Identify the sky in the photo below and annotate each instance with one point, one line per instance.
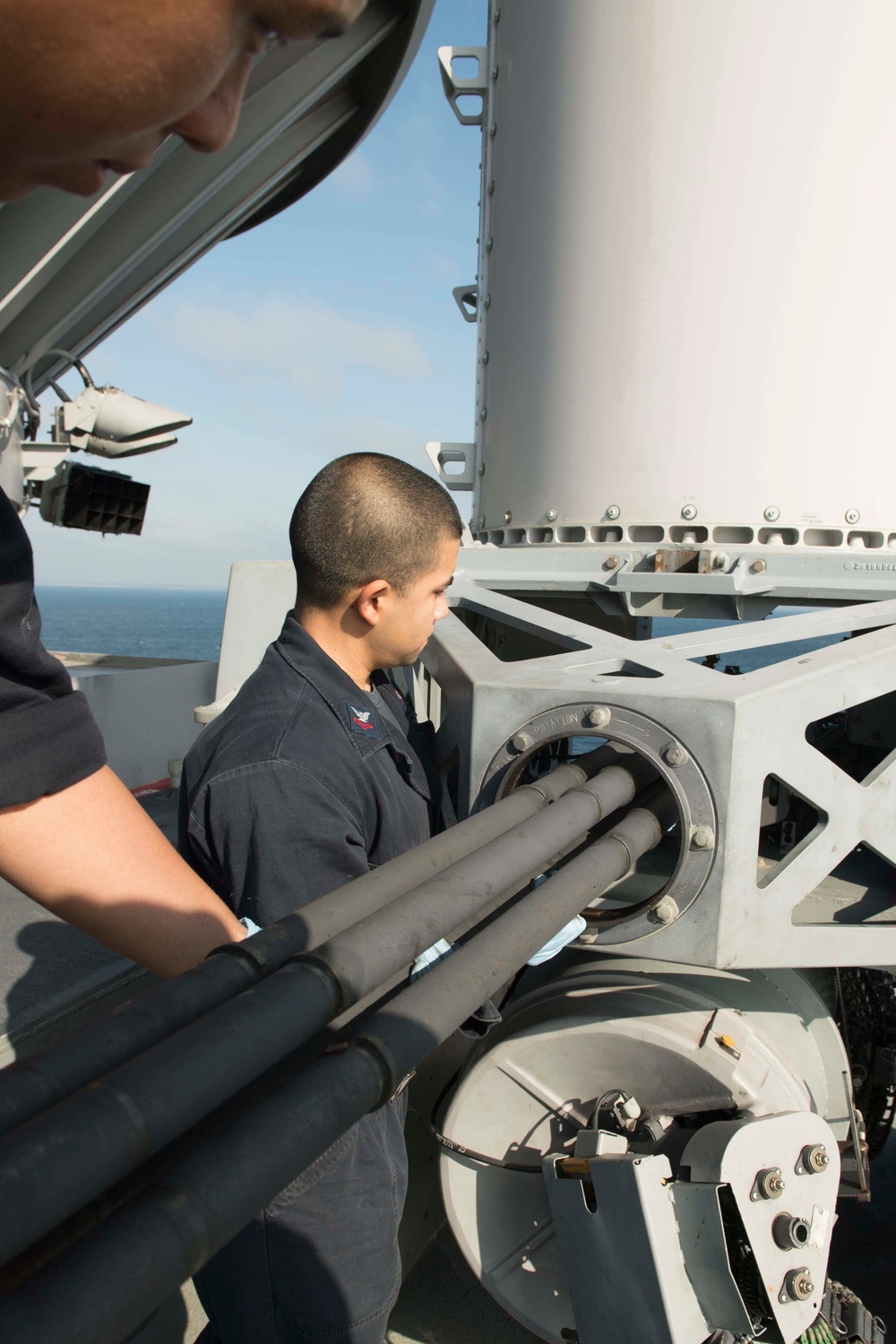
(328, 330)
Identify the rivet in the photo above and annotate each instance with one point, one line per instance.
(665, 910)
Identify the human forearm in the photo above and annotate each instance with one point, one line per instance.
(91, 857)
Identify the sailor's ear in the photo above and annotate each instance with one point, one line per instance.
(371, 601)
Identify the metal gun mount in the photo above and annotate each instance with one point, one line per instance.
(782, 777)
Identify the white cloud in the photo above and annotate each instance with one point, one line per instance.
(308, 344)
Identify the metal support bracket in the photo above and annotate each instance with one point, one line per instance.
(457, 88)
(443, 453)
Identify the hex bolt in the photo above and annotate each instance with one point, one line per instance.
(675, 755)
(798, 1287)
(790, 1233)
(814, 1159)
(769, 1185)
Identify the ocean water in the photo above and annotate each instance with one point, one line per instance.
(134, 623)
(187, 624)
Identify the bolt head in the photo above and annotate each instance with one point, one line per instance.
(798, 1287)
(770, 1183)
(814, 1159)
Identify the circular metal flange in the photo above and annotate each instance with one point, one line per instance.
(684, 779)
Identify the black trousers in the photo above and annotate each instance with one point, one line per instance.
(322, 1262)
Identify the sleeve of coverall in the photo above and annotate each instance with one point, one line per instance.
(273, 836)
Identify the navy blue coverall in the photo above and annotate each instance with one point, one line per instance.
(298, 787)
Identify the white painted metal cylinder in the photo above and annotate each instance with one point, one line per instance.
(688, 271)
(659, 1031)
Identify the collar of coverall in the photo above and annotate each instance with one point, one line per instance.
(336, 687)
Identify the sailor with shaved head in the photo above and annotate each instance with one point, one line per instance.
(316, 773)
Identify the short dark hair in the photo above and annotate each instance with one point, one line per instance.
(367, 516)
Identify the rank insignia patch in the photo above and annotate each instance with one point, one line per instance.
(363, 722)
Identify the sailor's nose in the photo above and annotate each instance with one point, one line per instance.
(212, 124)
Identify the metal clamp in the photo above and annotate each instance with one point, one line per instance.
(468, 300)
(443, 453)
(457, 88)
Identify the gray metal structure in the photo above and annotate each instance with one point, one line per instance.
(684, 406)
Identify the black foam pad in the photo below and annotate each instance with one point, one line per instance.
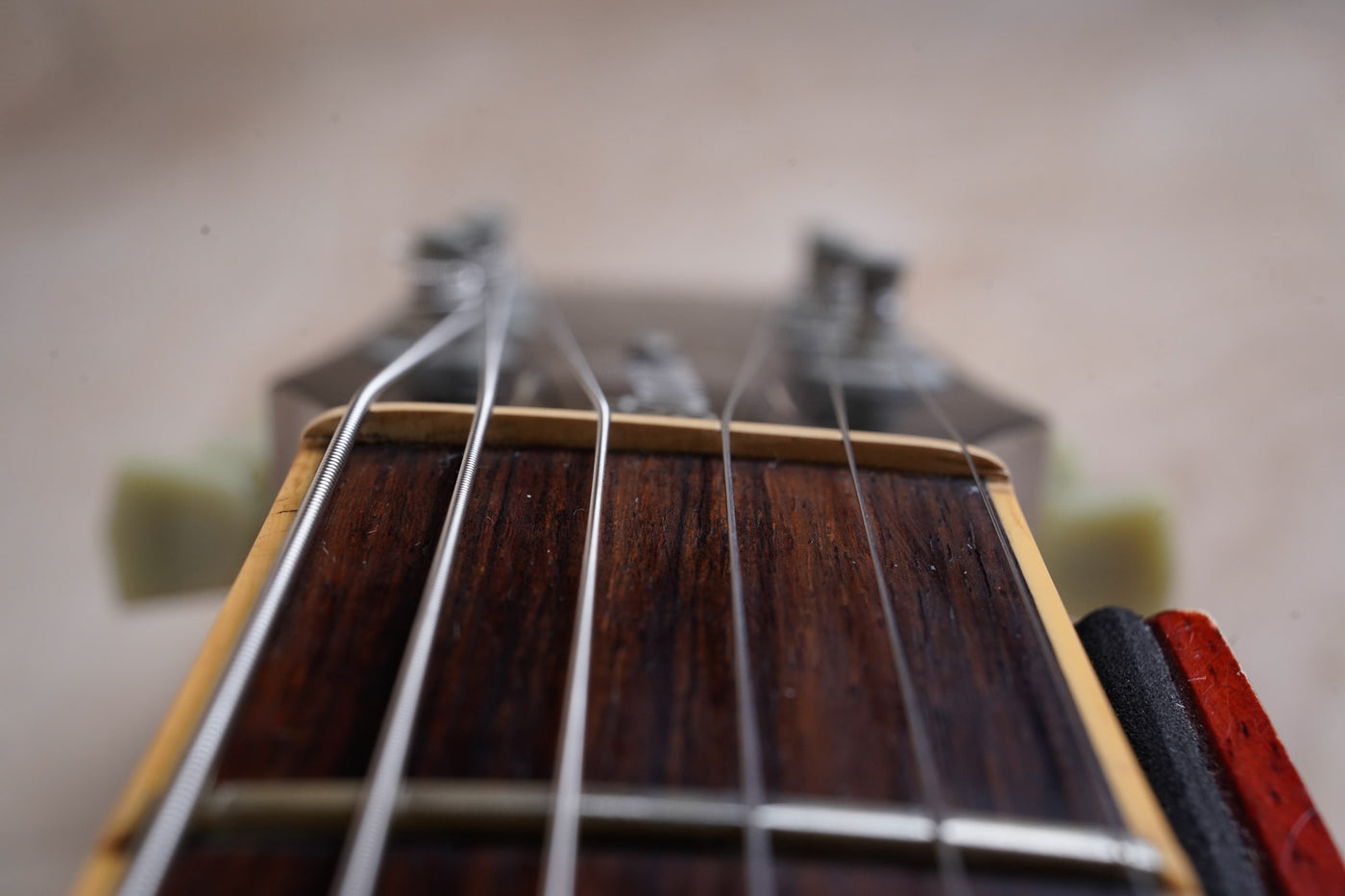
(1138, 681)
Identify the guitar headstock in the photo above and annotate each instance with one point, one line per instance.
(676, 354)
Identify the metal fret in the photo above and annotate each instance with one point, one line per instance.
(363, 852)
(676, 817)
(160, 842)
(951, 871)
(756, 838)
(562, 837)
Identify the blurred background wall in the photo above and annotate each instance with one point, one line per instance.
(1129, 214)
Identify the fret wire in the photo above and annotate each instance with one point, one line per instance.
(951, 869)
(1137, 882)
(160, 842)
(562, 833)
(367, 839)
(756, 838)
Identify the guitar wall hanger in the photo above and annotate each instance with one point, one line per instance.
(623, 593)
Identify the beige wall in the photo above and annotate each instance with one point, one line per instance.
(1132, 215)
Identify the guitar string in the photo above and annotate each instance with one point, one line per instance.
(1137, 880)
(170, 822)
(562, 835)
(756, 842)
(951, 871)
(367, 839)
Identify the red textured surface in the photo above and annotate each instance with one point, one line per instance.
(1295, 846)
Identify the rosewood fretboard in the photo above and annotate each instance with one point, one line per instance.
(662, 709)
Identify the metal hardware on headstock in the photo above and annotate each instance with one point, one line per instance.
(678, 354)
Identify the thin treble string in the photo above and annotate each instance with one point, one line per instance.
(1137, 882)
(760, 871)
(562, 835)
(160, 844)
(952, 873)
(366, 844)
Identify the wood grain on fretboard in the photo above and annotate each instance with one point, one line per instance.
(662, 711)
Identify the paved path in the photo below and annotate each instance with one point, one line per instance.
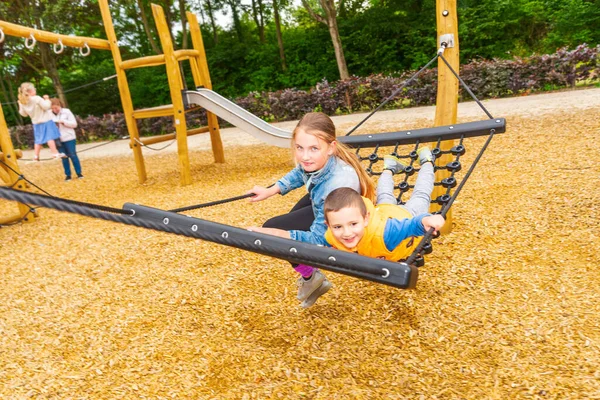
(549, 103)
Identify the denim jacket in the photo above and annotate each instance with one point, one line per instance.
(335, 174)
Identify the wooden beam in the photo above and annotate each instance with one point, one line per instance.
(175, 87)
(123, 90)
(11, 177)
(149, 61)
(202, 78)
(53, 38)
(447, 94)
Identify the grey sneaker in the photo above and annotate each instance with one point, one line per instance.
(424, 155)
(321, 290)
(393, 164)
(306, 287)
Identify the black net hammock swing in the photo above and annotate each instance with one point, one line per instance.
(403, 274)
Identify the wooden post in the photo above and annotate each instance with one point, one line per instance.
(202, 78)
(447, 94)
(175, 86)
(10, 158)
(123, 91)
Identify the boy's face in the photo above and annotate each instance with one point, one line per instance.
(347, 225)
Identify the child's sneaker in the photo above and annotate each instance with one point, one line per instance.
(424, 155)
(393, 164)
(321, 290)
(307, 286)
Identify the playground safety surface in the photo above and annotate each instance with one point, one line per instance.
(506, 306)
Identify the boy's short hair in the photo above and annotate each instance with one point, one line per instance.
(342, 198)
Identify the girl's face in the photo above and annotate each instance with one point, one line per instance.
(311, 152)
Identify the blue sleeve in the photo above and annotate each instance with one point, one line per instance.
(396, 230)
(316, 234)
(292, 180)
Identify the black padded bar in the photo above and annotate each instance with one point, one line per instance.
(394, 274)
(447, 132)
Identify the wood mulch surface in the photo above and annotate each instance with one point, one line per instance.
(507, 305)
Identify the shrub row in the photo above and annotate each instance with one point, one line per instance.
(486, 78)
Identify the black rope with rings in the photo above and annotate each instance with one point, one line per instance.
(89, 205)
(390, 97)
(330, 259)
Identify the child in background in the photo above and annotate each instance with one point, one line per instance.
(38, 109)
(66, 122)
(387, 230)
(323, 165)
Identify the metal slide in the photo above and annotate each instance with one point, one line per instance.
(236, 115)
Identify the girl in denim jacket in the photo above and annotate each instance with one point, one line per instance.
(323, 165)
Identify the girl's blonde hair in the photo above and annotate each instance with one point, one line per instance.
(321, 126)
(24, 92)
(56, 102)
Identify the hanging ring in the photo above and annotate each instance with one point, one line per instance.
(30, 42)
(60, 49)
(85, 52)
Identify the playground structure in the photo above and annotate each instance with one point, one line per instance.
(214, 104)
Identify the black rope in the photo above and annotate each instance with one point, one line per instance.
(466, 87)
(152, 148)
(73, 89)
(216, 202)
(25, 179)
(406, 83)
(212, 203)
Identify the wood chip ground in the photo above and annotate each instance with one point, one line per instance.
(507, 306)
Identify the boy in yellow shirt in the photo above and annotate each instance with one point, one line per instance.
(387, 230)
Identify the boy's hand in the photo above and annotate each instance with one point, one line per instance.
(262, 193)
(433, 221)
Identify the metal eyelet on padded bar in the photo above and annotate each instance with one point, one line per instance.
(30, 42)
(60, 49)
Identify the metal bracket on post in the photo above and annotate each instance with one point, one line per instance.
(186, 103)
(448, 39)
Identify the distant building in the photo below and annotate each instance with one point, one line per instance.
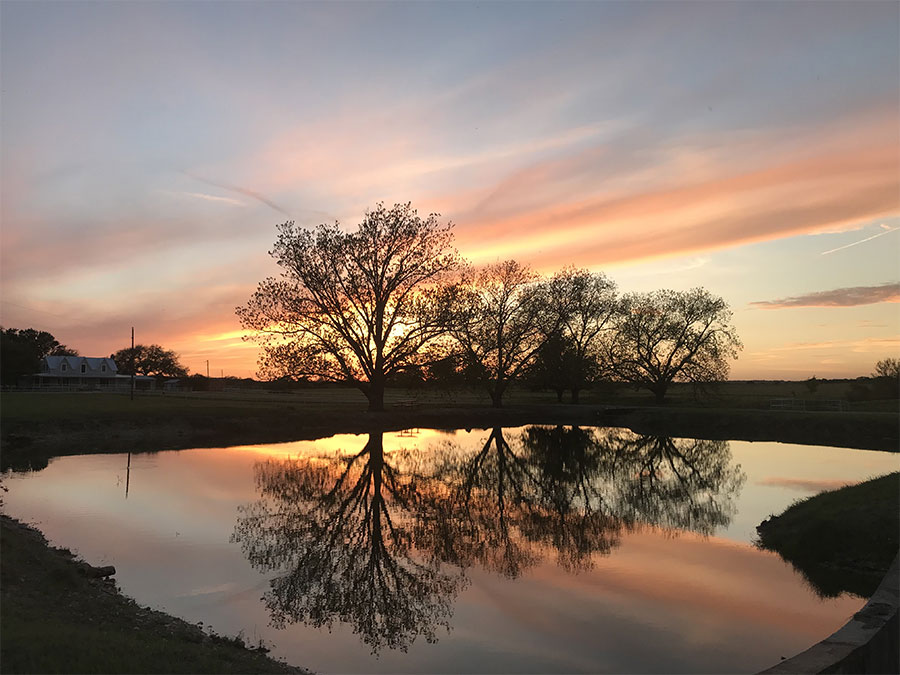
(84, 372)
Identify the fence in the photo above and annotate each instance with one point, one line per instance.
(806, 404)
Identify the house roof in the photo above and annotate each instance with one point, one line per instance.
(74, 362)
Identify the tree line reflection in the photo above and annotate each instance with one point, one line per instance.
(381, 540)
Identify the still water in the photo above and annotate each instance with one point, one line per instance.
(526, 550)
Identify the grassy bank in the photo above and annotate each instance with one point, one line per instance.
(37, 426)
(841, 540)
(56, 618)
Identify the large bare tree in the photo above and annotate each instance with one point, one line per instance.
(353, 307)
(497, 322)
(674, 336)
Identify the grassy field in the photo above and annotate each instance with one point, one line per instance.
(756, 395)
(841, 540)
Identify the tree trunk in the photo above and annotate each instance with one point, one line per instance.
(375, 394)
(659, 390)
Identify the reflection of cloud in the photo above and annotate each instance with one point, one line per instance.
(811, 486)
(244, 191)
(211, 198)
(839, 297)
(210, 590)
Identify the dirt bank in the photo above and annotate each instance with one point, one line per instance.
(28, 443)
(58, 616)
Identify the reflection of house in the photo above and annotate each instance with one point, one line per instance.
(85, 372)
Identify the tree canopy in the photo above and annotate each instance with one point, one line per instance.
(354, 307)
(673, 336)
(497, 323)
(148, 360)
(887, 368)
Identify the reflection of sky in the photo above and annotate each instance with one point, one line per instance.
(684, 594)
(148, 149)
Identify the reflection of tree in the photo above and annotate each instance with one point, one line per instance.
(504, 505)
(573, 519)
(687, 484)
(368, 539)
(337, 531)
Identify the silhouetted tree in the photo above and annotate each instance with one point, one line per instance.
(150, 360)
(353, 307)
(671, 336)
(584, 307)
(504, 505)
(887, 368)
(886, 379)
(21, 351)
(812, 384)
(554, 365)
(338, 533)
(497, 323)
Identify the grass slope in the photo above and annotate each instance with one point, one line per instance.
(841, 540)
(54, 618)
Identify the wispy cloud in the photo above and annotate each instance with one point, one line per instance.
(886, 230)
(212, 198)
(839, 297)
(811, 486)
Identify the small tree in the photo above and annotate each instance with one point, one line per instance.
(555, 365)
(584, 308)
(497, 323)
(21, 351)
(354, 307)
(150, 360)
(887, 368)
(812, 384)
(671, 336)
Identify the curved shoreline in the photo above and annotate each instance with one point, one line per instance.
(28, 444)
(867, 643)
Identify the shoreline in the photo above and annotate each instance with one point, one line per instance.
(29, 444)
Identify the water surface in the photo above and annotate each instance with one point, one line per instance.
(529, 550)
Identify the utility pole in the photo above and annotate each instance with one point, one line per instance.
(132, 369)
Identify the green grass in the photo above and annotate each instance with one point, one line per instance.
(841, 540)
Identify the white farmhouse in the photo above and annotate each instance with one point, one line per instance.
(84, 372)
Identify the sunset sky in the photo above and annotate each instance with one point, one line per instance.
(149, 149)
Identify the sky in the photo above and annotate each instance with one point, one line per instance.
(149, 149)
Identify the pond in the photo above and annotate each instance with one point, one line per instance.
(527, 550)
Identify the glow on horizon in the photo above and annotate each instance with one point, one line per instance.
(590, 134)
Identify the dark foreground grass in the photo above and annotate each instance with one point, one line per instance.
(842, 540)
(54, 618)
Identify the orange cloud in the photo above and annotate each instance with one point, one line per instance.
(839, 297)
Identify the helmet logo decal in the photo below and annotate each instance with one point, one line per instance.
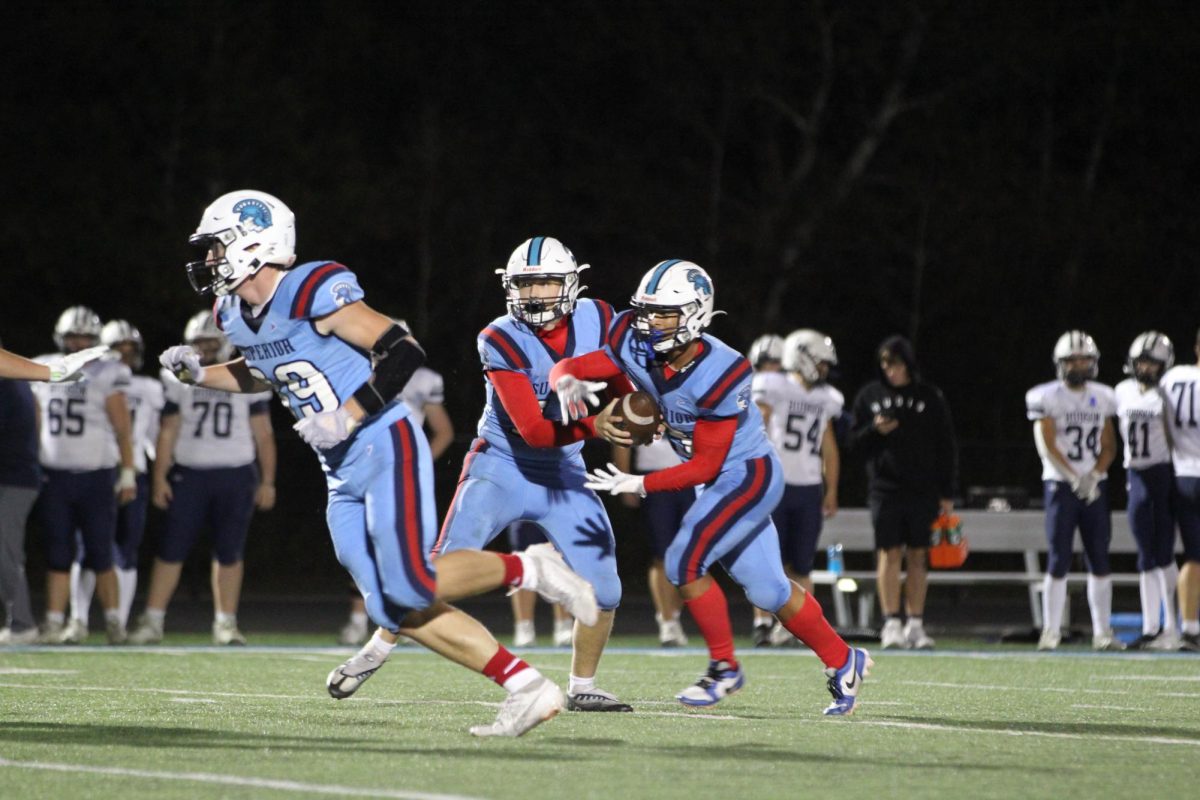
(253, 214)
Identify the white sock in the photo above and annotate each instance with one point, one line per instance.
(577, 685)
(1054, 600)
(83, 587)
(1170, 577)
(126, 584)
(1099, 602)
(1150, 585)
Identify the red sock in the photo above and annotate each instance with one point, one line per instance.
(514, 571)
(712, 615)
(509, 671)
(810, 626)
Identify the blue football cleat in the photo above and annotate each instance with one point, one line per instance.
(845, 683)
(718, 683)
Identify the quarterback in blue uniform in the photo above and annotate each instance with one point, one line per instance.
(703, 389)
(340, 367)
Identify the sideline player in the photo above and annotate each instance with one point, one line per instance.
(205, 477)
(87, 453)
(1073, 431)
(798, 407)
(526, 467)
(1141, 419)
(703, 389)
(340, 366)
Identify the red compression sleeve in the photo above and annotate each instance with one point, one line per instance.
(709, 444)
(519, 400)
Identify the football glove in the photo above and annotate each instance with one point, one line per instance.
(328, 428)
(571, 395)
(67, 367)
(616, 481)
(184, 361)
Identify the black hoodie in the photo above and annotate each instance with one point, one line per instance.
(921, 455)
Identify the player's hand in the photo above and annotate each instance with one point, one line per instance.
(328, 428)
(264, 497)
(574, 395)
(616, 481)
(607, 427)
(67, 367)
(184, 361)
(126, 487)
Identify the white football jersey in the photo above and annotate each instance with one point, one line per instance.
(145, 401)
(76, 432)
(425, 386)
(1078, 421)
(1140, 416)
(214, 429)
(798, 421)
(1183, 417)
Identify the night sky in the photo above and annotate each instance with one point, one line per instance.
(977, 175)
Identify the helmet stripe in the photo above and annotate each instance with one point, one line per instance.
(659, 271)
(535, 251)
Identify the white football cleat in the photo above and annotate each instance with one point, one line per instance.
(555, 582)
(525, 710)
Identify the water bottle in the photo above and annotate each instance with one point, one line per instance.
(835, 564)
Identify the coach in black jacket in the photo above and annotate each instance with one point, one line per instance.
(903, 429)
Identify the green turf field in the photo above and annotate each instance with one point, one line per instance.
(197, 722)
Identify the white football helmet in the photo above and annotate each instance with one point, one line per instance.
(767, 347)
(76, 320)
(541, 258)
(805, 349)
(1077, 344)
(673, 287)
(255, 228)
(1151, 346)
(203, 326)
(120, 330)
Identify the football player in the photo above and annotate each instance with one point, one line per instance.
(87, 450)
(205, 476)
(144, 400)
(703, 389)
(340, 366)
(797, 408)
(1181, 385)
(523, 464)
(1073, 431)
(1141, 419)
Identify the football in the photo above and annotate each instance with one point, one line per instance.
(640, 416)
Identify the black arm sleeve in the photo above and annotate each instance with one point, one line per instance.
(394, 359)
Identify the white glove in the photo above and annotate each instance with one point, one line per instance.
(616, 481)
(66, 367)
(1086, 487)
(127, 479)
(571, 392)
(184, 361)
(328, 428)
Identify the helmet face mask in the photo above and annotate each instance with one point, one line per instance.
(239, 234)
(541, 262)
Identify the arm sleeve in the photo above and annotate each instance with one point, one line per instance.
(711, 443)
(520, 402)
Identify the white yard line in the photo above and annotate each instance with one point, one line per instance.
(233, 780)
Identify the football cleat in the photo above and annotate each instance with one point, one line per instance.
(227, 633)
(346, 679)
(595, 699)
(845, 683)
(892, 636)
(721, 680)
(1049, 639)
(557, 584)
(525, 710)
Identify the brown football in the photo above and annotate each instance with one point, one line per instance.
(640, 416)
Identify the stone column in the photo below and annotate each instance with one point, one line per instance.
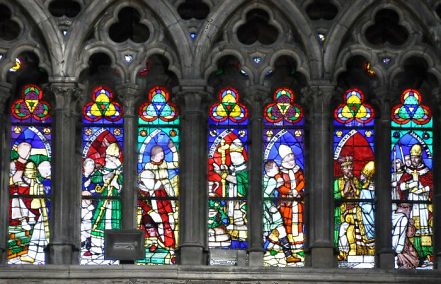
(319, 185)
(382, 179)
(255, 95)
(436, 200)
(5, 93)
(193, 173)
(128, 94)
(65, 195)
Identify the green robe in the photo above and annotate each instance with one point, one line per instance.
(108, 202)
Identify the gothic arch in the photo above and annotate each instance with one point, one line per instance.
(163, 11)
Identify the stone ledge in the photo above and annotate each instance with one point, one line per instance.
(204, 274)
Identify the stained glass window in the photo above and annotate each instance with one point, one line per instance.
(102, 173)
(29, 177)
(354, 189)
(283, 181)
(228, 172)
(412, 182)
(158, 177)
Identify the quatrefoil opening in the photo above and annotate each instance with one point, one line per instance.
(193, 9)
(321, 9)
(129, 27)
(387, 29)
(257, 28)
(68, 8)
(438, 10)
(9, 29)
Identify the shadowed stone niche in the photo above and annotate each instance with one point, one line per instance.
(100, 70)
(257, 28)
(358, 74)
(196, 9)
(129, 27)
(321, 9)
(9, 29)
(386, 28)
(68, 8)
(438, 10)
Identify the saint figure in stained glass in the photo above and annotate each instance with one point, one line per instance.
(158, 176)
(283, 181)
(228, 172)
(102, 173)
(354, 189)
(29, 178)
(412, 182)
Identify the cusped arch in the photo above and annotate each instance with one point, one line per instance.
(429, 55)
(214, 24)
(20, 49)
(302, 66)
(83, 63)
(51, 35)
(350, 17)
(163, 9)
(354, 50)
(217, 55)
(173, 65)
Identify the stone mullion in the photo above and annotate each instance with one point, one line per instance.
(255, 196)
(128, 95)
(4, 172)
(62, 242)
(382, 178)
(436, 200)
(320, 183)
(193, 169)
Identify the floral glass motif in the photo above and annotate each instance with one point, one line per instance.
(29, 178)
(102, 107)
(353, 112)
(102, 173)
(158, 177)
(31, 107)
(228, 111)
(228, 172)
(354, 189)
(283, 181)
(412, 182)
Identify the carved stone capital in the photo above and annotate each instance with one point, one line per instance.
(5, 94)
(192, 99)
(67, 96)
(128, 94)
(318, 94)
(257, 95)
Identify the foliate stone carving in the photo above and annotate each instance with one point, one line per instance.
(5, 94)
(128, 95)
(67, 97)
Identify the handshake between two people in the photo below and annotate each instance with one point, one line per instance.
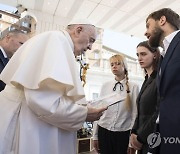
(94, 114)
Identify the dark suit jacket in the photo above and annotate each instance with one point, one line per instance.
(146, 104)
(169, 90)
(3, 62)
• • • • • • •
Rewrite the entries from the start through the line containing "(769, 1185)", swapping "hex bolt" for "carriage bolt" and leaving everything else unchanged. Omit the pictures.

FINAL RESULT -
Identify the sky in the photo below and annotate each instance with one point, one line per instance.
(328, 330)
Identify the rivet in the photo above and annotate each instance with one point, one line per instance.
(665, 910)
Identify the human forearm in the photo above and annotate each instance with one point, one line per instance.
(91, 857)
Identify the sailor's ear in the photo above and annotate each instance with one point, one line per instance.
(371, 601)
Identify the metal gun mount in the photo above and annotate each instance with one point, one line per instance.
(782, 777)
Identify the white cloud in the photo above and annotate each instance with one point, one line per instance.
(308, 344)
Identify the metal support bracket in the photo above and annotate each instance with one point, one line per instance.
(457, 88)
(443, 453)
Identify the carriage bolt in the photo above and annotate each instance with one point, one line per instance.
(675, 755)
(798, 1287)
(790, 1233)
(814, 1159)
(769, 1185)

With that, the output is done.